* **Task objective**
Count the lines of the records below that contain the word "building" and give only that number.

* **Available data**

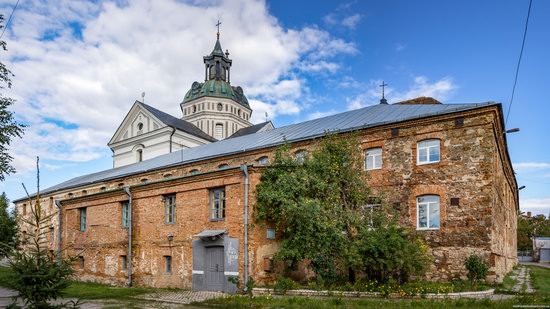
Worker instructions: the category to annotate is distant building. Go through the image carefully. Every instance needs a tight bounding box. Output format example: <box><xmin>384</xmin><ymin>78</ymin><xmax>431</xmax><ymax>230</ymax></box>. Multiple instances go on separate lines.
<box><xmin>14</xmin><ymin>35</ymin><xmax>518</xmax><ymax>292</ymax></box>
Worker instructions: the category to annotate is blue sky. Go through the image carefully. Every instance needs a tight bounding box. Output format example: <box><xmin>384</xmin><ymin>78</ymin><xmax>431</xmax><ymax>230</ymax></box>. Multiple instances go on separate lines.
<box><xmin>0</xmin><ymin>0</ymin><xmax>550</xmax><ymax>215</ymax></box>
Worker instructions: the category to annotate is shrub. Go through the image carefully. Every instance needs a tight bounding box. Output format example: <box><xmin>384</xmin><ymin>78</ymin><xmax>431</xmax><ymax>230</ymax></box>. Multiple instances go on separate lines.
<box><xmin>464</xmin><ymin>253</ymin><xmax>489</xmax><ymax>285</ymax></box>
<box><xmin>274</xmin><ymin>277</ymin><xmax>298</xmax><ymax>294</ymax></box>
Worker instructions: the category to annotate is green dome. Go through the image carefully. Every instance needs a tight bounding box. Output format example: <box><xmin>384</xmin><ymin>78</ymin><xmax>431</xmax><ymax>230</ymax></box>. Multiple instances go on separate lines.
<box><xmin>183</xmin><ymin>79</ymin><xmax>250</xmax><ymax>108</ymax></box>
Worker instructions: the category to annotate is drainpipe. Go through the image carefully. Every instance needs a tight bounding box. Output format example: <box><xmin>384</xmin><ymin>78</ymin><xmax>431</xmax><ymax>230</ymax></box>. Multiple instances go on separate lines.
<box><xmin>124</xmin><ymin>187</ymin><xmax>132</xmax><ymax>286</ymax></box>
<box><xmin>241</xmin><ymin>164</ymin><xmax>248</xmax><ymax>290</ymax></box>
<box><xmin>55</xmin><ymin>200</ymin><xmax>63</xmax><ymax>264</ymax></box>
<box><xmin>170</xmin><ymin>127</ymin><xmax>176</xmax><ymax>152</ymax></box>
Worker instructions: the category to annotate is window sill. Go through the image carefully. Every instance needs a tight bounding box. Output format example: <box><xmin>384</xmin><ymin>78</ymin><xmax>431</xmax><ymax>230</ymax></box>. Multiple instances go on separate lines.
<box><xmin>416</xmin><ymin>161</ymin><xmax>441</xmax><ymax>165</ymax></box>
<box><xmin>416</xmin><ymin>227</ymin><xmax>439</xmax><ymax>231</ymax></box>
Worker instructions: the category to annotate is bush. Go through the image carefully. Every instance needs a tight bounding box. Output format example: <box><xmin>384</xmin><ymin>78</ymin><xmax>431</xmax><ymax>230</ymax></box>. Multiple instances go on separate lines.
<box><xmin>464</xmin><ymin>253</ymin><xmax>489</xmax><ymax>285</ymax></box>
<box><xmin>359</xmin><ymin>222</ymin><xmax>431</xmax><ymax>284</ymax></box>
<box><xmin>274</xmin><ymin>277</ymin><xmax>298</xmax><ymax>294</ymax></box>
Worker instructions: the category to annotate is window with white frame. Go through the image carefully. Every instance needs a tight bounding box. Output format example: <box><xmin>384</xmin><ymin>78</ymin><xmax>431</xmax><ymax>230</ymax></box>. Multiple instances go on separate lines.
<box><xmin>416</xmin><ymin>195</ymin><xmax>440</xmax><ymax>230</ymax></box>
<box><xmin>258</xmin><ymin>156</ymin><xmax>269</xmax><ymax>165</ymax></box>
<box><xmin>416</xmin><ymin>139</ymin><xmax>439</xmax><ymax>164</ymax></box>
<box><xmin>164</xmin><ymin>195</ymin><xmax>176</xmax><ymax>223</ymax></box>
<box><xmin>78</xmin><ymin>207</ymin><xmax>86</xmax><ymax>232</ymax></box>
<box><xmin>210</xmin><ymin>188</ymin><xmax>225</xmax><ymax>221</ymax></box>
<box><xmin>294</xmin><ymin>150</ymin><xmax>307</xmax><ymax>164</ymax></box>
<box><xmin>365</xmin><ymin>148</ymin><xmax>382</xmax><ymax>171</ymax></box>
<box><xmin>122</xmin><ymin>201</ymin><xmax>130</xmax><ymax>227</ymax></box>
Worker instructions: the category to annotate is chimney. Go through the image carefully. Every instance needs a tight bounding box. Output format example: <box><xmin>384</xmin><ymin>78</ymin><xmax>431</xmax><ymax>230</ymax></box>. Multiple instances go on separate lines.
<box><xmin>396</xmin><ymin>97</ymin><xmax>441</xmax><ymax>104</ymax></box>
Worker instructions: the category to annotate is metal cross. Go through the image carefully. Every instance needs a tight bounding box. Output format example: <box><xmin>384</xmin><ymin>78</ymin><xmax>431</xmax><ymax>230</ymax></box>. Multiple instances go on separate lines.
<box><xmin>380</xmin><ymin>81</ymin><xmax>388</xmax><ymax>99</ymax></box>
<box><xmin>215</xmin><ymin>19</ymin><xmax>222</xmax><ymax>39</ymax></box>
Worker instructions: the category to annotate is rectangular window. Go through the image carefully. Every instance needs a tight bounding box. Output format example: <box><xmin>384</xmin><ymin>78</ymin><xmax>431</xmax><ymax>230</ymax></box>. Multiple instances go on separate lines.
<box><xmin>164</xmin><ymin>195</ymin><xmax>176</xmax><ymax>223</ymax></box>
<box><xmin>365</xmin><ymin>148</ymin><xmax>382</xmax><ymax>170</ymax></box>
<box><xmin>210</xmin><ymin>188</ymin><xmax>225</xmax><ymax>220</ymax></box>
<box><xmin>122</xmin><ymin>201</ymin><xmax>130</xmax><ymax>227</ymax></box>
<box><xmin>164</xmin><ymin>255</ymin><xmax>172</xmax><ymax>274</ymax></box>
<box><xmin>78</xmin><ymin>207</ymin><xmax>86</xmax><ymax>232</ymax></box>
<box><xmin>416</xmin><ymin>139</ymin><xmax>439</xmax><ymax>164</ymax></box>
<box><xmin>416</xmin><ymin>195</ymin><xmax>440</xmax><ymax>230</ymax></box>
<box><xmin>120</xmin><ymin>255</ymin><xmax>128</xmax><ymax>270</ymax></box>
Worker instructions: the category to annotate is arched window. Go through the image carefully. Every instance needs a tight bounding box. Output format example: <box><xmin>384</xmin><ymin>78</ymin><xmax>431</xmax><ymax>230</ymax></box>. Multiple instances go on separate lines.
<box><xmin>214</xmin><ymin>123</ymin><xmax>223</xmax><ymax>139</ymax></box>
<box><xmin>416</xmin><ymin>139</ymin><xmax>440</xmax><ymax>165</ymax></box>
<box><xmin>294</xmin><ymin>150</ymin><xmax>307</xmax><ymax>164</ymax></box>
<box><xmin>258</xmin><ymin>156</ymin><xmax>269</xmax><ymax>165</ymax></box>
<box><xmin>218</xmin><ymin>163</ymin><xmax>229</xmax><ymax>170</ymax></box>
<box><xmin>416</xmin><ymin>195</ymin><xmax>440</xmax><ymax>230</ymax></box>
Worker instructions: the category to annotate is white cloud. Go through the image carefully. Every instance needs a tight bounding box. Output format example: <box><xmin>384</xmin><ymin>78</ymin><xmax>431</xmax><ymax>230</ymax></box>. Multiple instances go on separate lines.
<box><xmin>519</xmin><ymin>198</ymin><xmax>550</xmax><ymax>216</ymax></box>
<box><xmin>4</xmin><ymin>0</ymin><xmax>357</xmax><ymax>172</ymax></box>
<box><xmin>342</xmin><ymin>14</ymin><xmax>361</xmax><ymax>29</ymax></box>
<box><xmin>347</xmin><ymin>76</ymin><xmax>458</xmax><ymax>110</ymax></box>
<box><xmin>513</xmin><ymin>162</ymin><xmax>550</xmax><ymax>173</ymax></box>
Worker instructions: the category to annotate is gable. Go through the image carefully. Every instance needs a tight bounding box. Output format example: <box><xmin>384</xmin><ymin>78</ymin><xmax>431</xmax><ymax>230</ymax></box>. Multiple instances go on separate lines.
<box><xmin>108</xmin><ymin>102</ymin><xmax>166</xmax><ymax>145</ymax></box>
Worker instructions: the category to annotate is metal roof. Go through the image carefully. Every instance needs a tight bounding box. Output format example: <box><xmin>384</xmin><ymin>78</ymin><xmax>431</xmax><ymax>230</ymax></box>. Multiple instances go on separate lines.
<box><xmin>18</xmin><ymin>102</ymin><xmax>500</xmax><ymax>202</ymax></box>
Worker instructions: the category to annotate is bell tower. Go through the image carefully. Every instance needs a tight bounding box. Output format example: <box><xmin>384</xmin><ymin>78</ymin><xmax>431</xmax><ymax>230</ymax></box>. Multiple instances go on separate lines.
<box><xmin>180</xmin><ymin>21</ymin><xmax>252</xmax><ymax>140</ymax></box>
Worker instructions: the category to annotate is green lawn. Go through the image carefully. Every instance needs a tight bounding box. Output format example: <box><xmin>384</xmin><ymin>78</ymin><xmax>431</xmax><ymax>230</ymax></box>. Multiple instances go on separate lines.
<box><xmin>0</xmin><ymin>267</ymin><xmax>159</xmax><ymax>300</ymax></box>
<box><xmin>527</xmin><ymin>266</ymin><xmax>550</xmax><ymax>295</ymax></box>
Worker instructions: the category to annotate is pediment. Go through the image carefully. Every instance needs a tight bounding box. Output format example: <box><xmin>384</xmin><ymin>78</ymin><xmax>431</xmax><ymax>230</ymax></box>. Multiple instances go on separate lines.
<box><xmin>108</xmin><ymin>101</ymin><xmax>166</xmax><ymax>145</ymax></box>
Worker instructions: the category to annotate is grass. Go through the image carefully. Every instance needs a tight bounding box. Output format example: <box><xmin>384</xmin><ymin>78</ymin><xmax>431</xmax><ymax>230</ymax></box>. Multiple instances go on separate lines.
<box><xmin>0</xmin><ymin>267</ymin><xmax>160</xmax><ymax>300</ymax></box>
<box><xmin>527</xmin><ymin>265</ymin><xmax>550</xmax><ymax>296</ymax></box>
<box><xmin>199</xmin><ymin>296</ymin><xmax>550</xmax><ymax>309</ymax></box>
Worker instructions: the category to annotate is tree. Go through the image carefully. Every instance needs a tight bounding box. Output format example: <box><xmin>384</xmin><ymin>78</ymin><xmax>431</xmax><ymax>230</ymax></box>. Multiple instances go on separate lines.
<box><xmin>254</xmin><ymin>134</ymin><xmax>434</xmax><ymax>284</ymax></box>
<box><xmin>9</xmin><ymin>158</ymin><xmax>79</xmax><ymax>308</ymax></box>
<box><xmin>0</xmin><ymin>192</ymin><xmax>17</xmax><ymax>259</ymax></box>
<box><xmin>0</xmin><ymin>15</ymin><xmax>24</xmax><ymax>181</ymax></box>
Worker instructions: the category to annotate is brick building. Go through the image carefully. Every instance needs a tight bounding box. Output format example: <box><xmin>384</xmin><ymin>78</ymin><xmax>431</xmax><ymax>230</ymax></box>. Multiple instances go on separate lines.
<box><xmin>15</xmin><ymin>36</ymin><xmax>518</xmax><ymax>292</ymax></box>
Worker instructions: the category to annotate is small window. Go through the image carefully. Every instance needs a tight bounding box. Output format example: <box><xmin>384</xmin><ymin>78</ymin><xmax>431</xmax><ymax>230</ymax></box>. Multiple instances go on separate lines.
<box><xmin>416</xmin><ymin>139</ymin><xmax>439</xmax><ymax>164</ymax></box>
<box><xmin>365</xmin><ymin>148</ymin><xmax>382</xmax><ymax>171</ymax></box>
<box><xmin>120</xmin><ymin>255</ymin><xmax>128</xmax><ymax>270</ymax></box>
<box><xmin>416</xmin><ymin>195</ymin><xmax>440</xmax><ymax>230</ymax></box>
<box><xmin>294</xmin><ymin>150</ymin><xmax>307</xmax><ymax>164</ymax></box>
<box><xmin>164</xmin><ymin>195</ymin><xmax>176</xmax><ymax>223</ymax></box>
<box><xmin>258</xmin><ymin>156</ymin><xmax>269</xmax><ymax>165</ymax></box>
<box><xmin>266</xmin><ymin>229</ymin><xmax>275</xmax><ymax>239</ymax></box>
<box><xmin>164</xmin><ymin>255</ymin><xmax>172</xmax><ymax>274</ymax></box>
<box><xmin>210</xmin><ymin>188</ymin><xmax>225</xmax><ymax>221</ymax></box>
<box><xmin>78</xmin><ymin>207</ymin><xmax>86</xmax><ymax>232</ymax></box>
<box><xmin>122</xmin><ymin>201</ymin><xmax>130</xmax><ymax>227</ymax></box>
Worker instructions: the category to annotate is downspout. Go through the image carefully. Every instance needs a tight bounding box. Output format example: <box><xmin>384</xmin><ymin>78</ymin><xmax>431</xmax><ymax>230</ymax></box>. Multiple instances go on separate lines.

* **Response for this exercise**
2